→ Task requirements
The answer must be an exact copy of the lines from the one holding "Note: annotate every instance of the hillside" through the final line of the entries, and nothing else.

→ Input data
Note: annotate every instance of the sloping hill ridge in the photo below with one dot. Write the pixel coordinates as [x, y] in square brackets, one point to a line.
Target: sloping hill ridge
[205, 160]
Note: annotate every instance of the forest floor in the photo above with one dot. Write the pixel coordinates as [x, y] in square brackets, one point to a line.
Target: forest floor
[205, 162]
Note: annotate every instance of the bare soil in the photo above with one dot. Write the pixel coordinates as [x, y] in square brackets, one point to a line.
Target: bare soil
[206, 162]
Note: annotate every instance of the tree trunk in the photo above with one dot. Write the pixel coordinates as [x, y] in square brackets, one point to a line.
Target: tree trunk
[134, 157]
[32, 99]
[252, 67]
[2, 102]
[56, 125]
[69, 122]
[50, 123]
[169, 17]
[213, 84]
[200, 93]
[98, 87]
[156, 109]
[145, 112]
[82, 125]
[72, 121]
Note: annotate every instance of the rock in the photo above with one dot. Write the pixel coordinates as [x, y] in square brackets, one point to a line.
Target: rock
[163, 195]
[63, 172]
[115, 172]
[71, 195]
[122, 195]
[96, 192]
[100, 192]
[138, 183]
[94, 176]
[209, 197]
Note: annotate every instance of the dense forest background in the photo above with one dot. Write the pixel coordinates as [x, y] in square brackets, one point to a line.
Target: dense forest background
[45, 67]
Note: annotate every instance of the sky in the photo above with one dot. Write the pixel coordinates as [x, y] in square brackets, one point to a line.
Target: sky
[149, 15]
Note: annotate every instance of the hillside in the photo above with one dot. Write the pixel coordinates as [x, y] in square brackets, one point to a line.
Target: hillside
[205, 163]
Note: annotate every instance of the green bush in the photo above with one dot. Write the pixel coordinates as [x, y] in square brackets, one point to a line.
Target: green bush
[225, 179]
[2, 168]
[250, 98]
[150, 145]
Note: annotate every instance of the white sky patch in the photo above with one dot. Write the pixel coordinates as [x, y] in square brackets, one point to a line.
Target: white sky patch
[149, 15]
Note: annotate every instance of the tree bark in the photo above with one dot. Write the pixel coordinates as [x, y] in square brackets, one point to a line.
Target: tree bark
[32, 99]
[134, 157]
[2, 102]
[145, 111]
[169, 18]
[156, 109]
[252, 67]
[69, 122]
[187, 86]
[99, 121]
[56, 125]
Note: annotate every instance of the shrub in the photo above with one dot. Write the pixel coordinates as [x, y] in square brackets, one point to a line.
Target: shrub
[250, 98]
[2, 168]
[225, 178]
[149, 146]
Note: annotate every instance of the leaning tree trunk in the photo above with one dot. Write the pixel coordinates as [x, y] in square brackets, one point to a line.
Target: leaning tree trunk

→ Your response
Note: annotate every instance of the hillside in the photo above with one dot. Write the pixel coordinates as [x, y] in square brackets, one point to a line.
Target: hillside
[205, 163]
Note: annotate every instance of the green bush in the photo above with one dot. Write the pixel coordinates as [x, y] in square brackets, one point to a line.
Target: green bush
[225, 179]
[2, 168]
[250, 98]
[150, 145]
Note: annotate every instance of the white sky patch in the photo above with one dot. Write the pixel coordinates as [x, y] in square brackets, one point to a line.
Target: white sky patch
[149, 15]
Note: annotate every instance of the tree bark in the photo above with one dot. Write the pixel coordinates as [x, y] in square brackets, one point to a line.
Target: tree bark
[32, 99]
[134, 157]
[2, 102]
[145, 111]
[169, 18]
[156, 109]
[252, 67]
[69, 122]
[187, 86]
[99, 121]
[56, 125]
Note: annotate every instance of the shrub in the photo above with one dot. Write the pixel coordinates as [x, y] in square brackets, one point to a line.
Target: shrub
[250, 98]
[2, 168]
[225, 178]
[149, 146]
Note: annotate every instance of the leaning tree trunk in the photo above with one dot. Write the pixel coordinates as [x, y] in square brackets, one point to a line.
Target: leaning tree trunk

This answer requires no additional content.